ESERCIZIO ASSEGNATO A >> Secondo il testo da leggere, che cosa finivano per mangiare i corridori a causa della mancanza di soldi e dei ritardi nei pagamenti?

TESTO DA LEGGERE >>
La mancanza di soldi ed i ritardi nei pagamenti si traducono nel mangiare solo riso e lenticchie, con comprensibili ricadute sulla prestazione e la qualità degli allenamenti.
Gli infortuni non erano contemplati. Chiedere di tornare a casa per curarsi equivaleva alla fine del contratto, ma la cosa peggiore pare fossero le pressioni psicologiche a riguardo, per cui l’infortunato era “un viziato che aveva bisogno della mamma”.”Gli psicologi c’erano, ma per favi sentire male”.
Se questo non dovesse bastare si spargeva la voce che il corridore fosse pigro e poco professionale, chiudendo le porte di altre squadre.
Le gare erano quindi affrontate senza morale, con l’unica indicazione di “fare quello che puoi”. Con tanto di reprimenda per un corridore che era andato in fuga senza aspettare di muoversi nel finale dopo essere stato a ruota.
Il tono di queste confessioni parla da sè. Impossibile sapere se si tratti di corridori inevitabilmente delusi per la fine del progetto, ed in particolare quanto di vero ci sia in questo sfogo.
Alcune considerazioni però non sono proprio novità nell’ambiente, che spesso nella realtà è meno dorato di quanto appaia in tv o agli occhi degli amatori. O forse dà l’idea del perché alcuni amatori “forti” preferiscano un’ottima carriera granfondistica al professionismo descritto nell’articolo del blog.

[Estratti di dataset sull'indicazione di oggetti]
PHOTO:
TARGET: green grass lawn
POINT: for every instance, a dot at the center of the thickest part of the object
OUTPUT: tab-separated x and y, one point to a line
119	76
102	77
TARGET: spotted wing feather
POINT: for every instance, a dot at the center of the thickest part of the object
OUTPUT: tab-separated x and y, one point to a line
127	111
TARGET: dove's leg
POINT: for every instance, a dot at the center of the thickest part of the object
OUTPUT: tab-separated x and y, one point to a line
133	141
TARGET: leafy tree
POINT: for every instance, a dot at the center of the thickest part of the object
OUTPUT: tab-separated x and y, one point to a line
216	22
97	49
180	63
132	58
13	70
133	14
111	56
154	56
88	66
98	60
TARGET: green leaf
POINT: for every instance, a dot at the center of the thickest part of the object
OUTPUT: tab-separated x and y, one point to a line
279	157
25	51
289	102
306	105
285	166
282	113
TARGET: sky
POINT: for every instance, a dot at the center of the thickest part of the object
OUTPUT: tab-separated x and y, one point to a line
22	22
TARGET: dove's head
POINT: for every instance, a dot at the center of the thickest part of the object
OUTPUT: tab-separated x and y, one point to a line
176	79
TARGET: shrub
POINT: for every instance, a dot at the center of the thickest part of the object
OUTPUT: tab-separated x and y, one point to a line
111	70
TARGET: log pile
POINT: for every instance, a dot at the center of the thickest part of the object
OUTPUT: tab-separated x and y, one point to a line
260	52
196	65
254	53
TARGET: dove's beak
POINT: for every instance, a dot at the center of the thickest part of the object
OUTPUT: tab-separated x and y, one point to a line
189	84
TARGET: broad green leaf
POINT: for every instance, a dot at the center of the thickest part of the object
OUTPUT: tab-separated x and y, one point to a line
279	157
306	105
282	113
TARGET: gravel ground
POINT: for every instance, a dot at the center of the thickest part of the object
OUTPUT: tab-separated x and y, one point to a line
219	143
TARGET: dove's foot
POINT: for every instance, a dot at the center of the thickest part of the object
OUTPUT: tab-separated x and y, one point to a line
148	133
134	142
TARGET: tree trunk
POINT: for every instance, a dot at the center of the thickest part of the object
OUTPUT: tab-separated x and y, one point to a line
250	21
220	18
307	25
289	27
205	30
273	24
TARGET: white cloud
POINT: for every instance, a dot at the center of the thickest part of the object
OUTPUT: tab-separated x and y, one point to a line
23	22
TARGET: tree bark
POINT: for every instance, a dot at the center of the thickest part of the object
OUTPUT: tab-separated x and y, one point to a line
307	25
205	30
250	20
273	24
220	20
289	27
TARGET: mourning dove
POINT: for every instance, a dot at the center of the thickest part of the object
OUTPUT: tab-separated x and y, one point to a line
...
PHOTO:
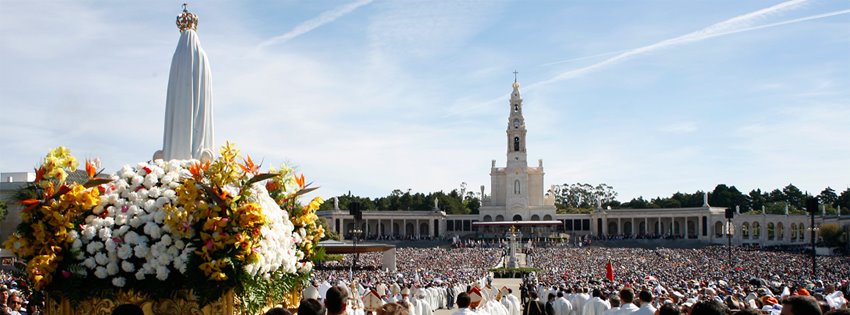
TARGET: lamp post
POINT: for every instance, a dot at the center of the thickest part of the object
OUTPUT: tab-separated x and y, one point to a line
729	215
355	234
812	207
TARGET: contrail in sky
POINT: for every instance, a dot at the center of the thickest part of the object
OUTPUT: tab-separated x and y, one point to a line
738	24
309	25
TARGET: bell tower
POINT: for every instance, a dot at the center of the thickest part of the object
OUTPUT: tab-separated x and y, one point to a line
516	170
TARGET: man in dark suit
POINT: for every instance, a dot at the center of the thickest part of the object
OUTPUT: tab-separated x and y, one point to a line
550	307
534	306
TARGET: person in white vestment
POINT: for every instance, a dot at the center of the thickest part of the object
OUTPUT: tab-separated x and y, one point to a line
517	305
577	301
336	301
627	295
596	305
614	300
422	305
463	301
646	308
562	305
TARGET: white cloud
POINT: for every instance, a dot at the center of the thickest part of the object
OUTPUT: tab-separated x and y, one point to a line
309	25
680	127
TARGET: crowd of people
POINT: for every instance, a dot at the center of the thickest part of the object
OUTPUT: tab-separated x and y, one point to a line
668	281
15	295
...
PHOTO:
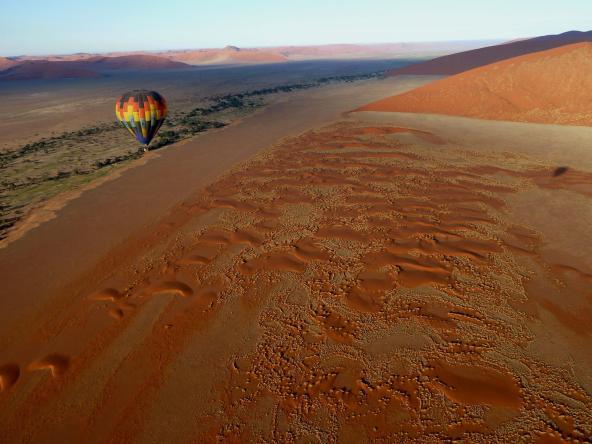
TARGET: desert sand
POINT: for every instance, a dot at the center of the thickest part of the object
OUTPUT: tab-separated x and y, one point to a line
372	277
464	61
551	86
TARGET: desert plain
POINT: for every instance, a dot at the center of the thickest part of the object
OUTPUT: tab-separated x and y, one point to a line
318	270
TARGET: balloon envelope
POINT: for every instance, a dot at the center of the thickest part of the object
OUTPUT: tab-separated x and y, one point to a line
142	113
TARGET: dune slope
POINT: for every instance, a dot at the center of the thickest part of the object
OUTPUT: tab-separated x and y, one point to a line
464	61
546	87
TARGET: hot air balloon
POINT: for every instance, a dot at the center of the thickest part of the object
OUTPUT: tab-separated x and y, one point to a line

ESERCIZIO ASSEGNATO B >> Individua e ricopia ogni riga delle voci che contiene la parola "tree", tenendo conto della distinzione tra maiuscole e minuscole.

RISPOSTA SCRITTA A >> Solo riso e lenticchie.

RISPOSTA SCRITTA B >>
TARGET: leafy tree
TARGET: tree trunk
TARGET: tree bark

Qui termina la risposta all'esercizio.